Your task
Nothing in the data may be altered; restate all of it exactly.

Stored data entries
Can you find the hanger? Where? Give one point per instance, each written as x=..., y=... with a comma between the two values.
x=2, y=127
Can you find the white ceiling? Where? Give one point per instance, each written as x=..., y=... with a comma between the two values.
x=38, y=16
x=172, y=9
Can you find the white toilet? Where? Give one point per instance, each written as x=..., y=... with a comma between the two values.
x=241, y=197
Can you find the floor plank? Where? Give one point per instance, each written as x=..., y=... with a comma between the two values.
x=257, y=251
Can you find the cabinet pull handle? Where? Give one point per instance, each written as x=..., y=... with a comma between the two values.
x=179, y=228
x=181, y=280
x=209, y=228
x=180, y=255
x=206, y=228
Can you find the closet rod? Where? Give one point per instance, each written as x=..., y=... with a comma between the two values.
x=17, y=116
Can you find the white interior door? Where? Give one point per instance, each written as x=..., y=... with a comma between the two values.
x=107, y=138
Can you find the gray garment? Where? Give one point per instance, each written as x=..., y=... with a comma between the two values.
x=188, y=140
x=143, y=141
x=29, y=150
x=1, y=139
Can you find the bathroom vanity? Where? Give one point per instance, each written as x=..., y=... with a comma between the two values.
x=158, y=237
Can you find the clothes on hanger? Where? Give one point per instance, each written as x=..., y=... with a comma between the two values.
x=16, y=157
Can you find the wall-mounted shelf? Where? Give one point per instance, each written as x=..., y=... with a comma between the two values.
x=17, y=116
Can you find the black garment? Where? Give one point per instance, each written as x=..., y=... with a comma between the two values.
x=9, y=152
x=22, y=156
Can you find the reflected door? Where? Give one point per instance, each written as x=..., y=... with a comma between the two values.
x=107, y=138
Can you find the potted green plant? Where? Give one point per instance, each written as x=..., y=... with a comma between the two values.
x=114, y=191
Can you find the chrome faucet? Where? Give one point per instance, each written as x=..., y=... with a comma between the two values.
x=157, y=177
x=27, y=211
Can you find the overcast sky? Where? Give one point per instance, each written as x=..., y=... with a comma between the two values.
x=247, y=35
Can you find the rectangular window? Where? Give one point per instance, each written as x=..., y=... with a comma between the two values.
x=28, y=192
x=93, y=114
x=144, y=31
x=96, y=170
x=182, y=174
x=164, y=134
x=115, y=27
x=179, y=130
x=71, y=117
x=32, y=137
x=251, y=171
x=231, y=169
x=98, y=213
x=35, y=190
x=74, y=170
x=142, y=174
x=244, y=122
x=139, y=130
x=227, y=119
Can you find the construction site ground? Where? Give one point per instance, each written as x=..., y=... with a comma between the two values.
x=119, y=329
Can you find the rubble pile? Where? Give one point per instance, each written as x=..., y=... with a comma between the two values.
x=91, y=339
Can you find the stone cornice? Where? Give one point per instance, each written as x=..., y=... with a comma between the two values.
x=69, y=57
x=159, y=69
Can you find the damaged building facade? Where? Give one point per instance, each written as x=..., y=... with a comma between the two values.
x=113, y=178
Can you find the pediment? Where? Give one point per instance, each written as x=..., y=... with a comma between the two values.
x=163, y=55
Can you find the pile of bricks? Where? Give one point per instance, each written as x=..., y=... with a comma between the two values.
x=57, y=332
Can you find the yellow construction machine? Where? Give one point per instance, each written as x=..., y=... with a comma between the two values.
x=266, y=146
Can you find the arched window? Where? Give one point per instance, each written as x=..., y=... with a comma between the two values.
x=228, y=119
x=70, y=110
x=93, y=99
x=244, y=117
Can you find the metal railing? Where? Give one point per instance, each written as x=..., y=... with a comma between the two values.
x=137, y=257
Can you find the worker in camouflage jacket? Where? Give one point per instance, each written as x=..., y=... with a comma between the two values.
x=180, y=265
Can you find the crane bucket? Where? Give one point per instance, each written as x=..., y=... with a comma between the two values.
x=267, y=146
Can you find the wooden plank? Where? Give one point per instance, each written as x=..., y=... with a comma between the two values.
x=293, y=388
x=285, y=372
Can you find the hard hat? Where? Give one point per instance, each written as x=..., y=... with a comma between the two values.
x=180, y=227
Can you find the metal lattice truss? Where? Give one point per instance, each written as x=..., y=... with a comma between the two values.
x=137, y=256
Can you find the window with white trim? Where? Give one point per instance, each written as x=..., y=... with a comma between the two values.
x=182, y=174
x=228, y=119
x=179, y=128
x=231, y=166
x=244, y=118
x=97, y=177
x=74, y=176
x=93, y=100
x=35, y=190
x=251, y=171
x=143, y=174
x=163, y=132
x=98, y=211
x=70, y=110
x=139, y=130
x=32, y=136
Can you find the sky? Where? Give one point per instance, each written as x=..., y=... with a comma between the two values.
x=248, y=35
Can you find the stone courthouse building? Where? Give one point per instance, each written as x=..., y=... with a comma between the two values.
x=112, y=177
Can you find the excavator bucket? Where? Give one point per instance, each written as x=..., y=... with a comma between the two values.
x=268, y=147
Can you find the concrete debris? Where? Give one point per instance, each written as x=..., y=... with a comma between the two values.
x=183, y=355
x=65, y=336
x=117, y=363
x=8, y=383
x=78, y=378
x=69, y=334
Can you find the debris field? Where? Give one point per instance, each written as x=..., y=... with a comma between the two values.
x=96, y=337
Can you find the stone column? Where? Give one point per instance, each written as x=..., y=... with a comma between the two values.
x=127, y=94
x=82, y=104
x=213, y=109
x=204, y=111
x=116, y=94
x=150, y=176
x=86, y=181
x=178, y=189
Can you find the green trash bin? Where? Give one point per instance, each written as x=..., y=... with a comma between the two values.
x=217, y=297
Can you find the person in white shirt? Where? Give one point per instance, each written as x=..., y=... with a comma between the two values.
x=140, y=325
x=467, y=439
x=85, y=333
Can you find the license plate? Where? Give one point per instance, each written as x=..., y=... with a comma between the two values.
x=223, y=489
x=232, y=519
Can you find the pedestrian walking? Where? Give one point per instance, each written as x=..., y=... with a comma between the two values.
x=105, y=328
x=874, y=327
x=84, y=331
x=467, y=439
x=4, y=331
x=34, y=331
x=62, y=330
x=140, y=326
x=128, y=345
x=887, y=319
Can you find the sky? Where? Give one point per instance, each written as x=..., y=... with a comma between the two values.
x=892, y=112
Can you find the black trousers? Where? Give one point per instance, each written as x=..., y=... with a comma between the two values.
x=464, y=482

Solution to the exercise
Can you find the hanger? Where? Give one point per instance, each written as x=..., y=... with a comma between the two values.
x=2, y=127
Can you find the white ceiling? Where? Give one point per instance, each written as x=..., y=... with a comma between the two values.
x=38, y=16
x=172, y=9
Can you find the white toilet? Where? Give one point per instance, each written as x=..., y=... with a comma between the two values.
x=241, y=197
Can you find the floor plank? Where? Give one point per instance, each written as x=..., y=... with a comma between the two values.
x=257, y=251
Can you find the cabinet pull handle? Where? Give one point per instance, each written as x=..., y=... with a comma between the two values.
x=179, y=228
x=181, y=280
x=209, y=228
x=180, y=255
x=206, y=228
Can you find the closet rod? Where? Give one point per instance, each written as x=..., y=... with a comma between the two values.
x=17, y=116
Can you find the white interior door? Where? Give one point per instance, each written as x=..., y=... with a comma between the two values.
x=107, y=138
Can you find the gray garment? Where? Give one point per instance, each written as x=..., y=... with a comma between the two values.
x=188, y=140
x=143, y=141
x=29, y=150
x=1, y=139
Can you find the bathroom vanity? Where? Give one point per instance, each written as x=..., y=... with a comma between the two values.
x=158, y=237
Can you find the clothes on hanger? Where? Give one point per instance, each written as x=..., y=... with a comma between the two values.
x=16, y=157
Can you find the wall-mounted shelf? Where? Give one point per instance, each written as x=..., y=... with a comma between the two values.
x=17, y=116
Can you find the black garment? Where? Give one point per instance, each written as x=..., y=... with a comma between the two values.
x=9, y=152
x=22, y=156
Can you find the reflected door? Where? Give one point per instance, each written as x=..., y=... with a comma between the two values.
x=107, y=138
Can you find the potted green plant? Where? Give one point per instance, each written as x=..., y=... with a comma between the two values.
x=114, y=191
Can you find the chrome faucet? Where? Give one point per instance, each written as x=..., y=... with a comma between the two values.
x=157, y=177
x=27, y=211
Can you find the overcast sky? Where? Give one point per instance, each written as x=..., y=... with a comma between the two values.
x=247, y=35
Can you find the rectangular window? Where? Give one point per instance, each written as x=..., y=... with a comma between the two values.
x=28, y=192
x=93, y=114
x=144, y=31
x=96, y=170
x=182, y=174
x=164, y=134
x=115, y=27
x=179, y=130
x=71, y=117
x=32, y=137
x=251, y=171
x=231, y=169
x=98, y=213
x=35, y=190
x=74, y=170
x=142, y=174
x=244, y=122
x=139, y=130
x=227, y=119
Can you find the construction site ground? Where? Give one point per instance, each written as x=..., y=... with a comma between the two values.
x=119, y=329
Can you find the rubble pile? Where? Give one point per instance, each written as x=..., y=... with a comma between the two values.
x=91, y=339
Can you find the stone cornice? Where? Give one point per instance, each written as x=..., y=... with a comma between the two values.
x=69, y=57
x=159, y=69
Can you find the damaged building facade? Where? Give one point per instance, each written as x=..., y=... with a comma between the two values.
x=113, y=178
Can you find the pediment? Where? Give one point per instance, each written as x=..., y=... with a comma between the two values.
x=163, y=55
Can you find the pile of bricks? Where? Give one point per instance, each written as x=..., y=... with a comma between the two values.
x=57, y=332
Can you find the yellow construction machine? Where? Give one point per instance, each written as x=..., y=... with a comma between the two values.
x=266, y=146
Can you find the arched window? Where? Give one point per instance, each written as x=..., y=... with a comma between the two values.
x=228, y=119
x=70, y=110
x=93, y=99
x=244, y=117
Can you find the metal railing? Where? Give one point per instance, each written as x=..., y=... with a comma between the two values.
x=137, y=257
Can you find the worker in camouflage jacket? Where? Give one point per instance, each written as x=..., y=... with a comma between the two values.
x=180, y=265
Can you find the crane bucket? Where? Give one point per instance, each written as x=..., y=... with a comma between the two values.
x=267, y=146
Can you find the wooden plank? Where? Give one point per instance, each written as x=..., y=... with a comma between the two values.
x=293, y=388
x=285, y=372
Can you find the hard hat? Where? Give one point per instance, each written as x=..., y=... with a comma between the two values.
x=180, y=227
Can you find the metal lattice truss? Where? Give one point per instance, each written as x=..., y=... with a comma between the two values.
x=137, y=256
Can you find the window with white trim? Where? Give one point per instance, each written as x=..., y=... with a comma between the two values.
x=182, y=174
x=228, y=119
x=179, y=128
x=231, y=166
x=244, y=118
x=97, y=177
x=74, y=176
x=93, y=100
x=35, y=190
x=251, y=171
x=143, y=174
x=163, y=132
x=98, y=211
x=70, y=110
x=139, y=130
x=32, y=136
Can you find the sky? Where? Give one point per instance, each written as x=..., y=... with a comma between the two values.
x=248, y=35
Can you find the stone courthouse building? Where? Give one point per instance, each written as x=..., y=... with a comma between the two values.
x=112, y=177
Can you find the excavator bucket? Where? Give one point per instance, each written as x=..., y=... with a comma between the two values.
x=268, y=147
Can you find the concrete debris? Where? Give one point per instance, each written as x=..., y=... with a comma between the two values.
x=183, y=355
x=65, y=336
x=117, y=363
x=8, y=383
x=78, y=378
x=69, y=334
Can you find the debris field? Where? Give one point per instance, each written as x=..., y=... with a comma between the two values.
x=96, y=337
Can you find the stone column? Where? Give one point per instance, each written as x=..., y=... with a comma between the two values.
x=127, y=94
x=82, y=104
x=213, y=109
x=204, y=111
x=116, y=94
x=150, y=176
x=86, y=181
x=178, y=189
Can you find the green trash bin? Where? Give one point per instance, each written as x=..., y=... with a comma between the two values.
x=217, y=297
Can you find the person in white shirt? Where? Give one point per instance, each written as x=..., y=... with a comma between the two values.
x=140, y=325
x=467, y=439
x=85, y=333
Can you find the license plate? Where? Give one point per instance, each written as x=..., y=... with a comma between the two values.
x=223, y=489
x=232, y=519
Can you find the pedestrian walking? Where? Give one point per instance, each written as x=..., y=... with a comma between the two values.
x=105, y=328
x=874, y=327
x=84, y=331
x=467, y=439
x=4, y=331
x=34, y=331
x=62, y=330
x=140, y=326
x=128, y=345
x=887, y=319
Can you find the sky? Where? Give one point per instance, each written as x=..., y=... with a comma between the two values.
x=892, y=112
Can you find the black trousers? Where? Give one point per instance, each written as x=..., y=... with a comma between the two values.
x=464, y=482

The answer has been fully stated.